WORK REQUIRED: Reproduce the portion of the Sicilian pond turtle text below between "The Sicilian pond" and "island of Sicily.", inclusive.

EXCERPT PROVIDED:
Scientific classification
- Kingdom: Animalia
- Phylum: Chordata
- Class: Reptilia
- Order: Testudines
- Suborder: Cryptodira
- Family: Emydidae
- Genus: Emys
- Species: E. trinacris
- Binomial name: Emys trinacris Fritz, Fattizzo, Guicking, Tripepi, Pennisi, Lenk, Joger & Wink, 2005

= Sicilian pond turtle =

- Genus: Emys
- Species: trinacris
- Authority: Fritz, Fattizzo, Guicking, Tripepi, Pennisi, Lenk, Joger & Wink, 2005
- Conservation status: DD

Species of turtle

The Sicilian pond turtle (Emys trinacris) is a species of turtle in the family Emydidae. The species is endemic to Sicily.

==Etymology==
The specific name, trinacris, is from the Greek word Trinacria, meaning "three-pointed", the earliest known name for the island of Sicily.

==Description==
E. trinacris is a small turtle. Its maximum straight carapace length is 14.5 cm. The features of the turtle can vary depending on its location. This is because of a disruption in the gene flow caused by human activities like industrialization. Since there are obstacles in the way like roads and buildings, migrating to different groups is more difficult for the turtles. E. trinacris differs from E. orbicularis by its distinct mitochondrial DNA.

==Habitat==
The preferred habitat of E. trinacris is freshwater in ponds, lakes, rivers, and swamps.

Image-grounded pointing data
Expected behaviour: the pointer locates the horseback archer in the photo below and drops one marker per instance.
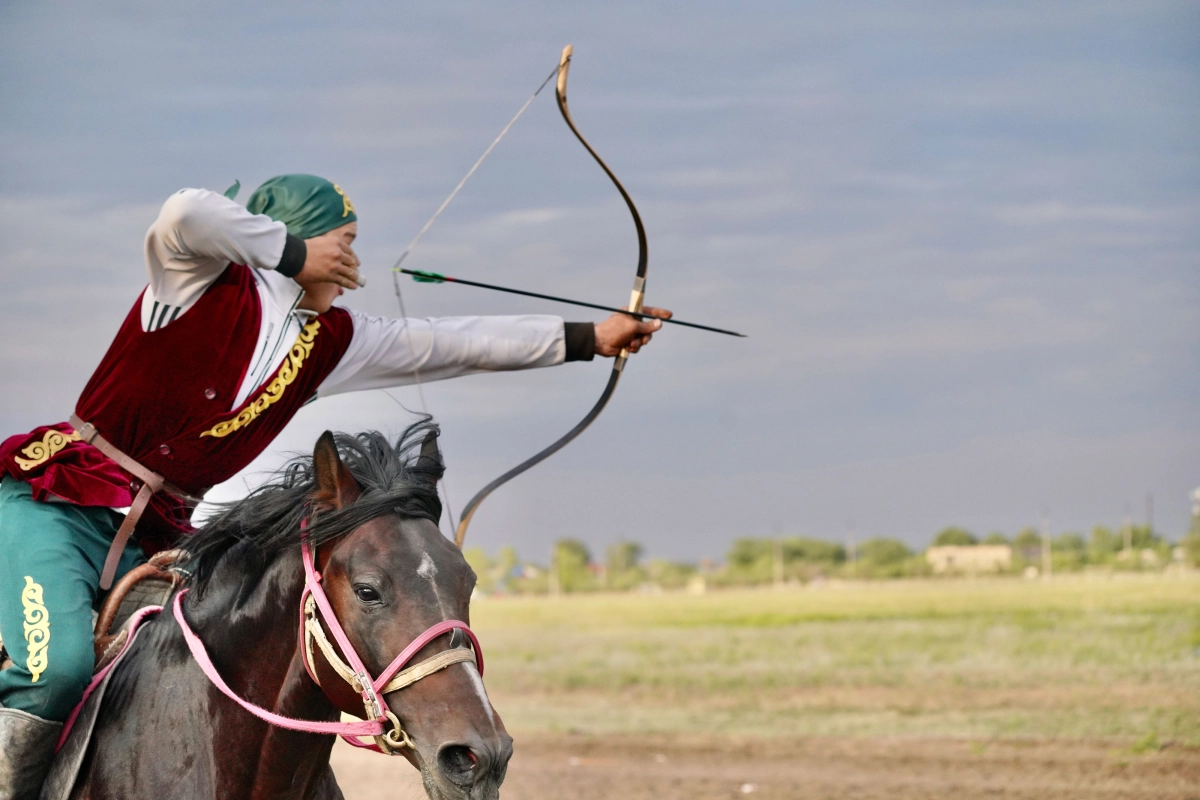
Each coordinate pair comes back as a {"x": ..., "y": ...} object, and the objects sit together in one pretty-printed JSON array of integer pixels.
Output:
[{"x": 234, "y": 332}]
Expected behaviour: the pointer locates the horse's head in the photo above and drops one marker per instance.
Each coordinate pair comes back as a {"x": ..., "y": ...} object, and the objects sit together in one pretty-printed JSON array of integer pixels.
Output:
[{"x": 390, "y": 579}]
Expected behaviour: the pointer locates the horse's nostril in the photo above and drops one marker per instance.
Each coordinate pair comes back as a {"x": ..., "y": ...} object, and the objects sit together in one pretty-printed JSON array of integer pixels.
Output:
[{"x": 459, "y": 762}]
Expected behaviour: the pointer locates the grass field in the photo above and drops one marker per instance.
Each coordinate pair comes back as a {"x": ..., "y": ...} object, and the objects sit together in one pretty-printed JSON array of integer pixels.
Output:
[
  {"x": 1079, "y": 657},
  {"x": 1011, "y": 690}
]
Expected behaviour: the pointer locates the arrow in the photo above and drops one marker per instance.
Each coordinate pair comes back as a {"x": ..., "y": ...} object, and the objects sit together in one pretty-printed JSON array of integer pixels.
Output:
[{"x": 421, "y": 276}]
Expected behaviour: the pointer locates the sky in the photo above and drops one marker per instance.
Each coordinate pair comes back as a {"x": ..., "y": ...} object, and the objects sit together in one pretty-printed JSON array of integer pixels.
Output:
[{"x": 963, "y": 240}]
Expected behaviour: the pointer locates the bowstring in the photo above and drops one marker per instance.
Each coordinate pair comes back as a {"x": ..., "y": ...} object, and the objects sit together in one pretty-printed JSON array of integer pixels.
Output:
[{"x": 412, "y": 245}]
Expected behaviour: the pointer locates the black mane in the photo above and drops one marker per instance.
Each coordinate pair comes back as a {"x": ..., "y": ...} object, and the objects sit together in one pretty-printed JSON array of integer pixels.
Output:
[{"x": 267, "y": 522}]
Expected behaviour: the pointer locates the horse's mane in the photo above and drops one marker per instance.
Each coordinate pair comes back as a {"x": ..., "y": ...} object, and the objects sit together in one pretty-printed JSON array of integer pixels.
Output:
[{"x": 264, "y": 523}]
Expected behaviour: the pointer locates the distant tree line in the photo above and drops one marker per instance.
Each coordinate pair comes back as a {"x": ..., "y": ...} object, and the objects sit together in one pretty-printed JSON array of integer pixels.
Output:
[{"x": 799, "y": 559}]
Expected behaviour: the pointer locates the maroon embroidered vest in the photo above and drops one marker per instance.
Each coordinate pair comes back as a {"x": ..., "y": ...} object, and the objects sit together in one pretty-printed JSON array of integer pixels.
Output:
[{"x": 162, "y": 397}]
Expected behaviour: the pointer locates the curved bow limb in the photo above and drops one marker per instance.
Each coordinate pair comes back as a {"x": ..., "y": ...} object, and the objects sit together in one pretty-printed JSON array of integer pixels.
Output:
[{"x": 635, "y": 305}]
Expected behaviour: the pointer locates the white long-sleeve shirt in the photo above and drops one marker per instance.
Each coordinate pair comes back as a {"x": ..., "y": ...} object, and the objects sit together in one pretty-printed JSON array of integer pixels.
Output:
[{"x": 199, "y": 233}]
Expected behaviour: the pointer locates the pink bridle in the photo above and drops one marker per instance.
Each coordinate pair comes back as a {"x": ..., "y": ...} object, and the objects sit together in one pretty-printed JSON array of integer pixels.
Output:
[{"x": 381, "y": 722}]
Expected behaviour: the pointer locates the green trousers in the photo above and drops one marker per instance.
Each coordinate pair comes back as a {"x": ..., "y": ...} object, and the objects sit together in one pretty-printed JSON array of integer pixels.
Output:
[{"x": 51, "y": 558}]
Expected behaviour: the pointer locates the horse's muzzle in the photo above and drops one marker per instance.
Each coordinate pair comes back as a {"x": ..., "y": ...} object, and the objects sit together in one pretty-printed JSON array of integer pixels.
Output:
[{"x": 477, "y": 767}]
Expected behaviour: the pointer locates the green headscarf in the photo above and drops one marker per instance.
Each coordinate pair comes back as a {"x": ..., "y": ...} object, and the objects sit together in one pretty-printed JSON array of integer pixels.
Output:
[{"x": 306, "y": 204}]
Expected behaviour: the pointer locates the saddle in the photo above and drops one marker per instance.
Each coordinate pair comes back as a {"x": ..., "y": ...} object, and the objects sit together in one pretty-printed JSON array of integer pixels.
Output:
[{"x": 148, "y": 584}]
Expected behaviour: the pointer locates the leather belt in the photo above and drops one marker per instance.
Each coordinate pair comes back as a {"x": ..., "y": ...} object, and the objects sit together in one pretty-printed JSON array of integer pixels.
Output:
[{"x": 151, "y": 483}]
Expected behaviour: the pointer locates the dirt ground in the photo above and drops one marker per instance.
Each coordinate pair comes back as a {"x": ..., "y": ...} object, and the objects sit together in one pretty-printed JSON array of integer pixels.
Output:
[{"x": 633, "y": 768}]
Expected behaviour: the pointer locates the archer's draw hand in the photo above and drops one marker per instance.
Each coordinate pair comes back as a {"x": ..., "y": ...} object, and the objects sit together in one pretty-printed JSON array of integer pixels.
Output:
[{"x": 330, "y": 259}]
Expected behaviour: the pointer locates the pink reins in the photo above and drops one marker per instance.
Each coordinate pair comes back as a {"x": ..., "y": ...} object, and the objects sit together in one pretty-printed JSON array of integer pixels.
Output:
[{"x": 382, "y": 723}]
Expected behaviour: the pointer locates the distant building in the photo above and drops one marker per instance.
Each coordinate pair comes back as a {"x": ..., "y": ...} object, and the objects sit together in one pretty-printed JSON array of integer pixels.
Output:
[{"x": 970, "y": 558}]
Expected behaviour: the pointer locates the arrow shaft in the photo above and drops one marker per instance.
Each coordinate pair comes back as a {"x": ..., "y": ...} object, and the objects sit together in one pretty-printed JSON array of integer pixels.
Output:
[{"x": 438, "y": 278}]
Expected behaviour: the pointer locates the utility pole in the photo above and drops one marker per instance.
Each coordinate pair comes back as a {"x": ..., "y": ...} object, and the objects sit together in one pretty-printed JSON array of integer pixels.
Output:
[
  {"x": 556, "y": 585},
  {"x": 851, "y": 552},
  {"x": 778, "y": 553},
  {"x": 1047, "y": 564},
  {"x": 1127, "y": 530}
]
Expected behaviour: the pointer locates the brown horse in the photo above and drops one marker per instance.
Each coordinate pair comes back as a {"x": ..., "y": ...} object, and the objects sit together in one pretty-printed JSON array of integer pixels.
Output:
[{"x": 370, "y": 511}]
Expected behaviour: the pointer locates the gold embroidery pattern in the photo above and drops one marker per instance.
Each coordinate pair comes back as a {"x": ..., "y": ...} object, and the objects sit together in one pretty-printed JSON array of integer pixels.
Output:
[
  {"x": 347, "y": 206},
  {"x": 288, "y": 372},
  {"x": 37, "y": 627},
  {"x": 41, "y": 451}
]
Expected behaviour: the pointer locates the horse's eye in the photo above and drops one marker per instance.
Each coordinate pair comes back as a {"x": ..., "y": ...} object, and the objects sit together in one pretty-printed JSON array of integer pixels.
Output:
[{"x": 366, "y": 594}]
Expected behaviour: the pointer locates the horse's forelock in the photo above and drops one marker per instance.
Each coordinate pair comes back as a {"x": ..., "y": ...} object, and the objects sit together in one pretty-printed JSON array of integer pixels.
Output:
[{"x": 395, "y": 479}]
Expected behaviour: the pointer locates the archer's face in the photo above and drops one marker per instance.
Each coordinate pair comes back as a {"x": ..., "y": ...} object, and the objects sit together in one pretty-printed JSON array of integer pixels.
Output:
[{"x": 319, "y": 295}]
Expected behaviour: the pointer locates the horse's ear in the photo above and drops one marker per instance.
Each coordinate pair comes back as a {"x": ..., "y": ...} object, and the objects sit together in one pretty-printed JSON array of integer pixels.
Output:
[
  {"x": 336, "y": 486},
  {"x": 430, "y": 446},
  {"x": 430, "y": 455}
]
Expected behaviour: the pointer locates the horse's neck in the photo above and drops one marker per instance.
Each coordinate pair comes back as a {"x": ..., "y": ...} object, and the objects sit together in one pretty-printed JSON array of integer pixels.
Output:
[{"x": 251, "y": 630}]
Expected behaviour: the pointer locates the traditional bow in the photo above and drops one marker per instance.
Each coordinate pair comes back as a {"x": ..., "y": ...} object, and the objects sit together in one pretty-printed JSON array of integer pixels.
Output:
[
  {"x": 635, "y": 300},
  {"x": 635, "y": 305}
]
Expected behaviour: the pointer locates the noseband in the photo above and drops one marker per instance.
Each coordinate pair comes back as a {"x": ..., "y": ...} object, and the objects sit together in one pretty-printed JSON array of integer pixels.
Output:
[{"x": 379, "y": 723}]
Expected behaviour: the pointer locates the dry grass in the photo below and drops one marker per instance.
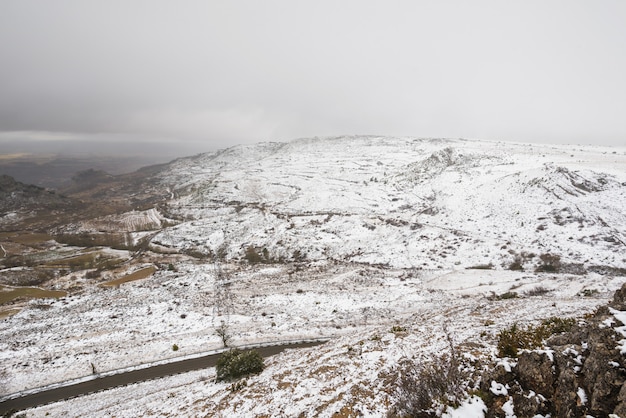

REPLY TO THE TASK:
The Sicilian pond turtle (Emys trinacris) is a species of turtle in the family Emydidae. The species is endemic to Sicily.

==Etymology==
The specific name, trinacris, is from the Greek word Trinacria, meaning "three-pointed", the earliest known name for the island of Sicily.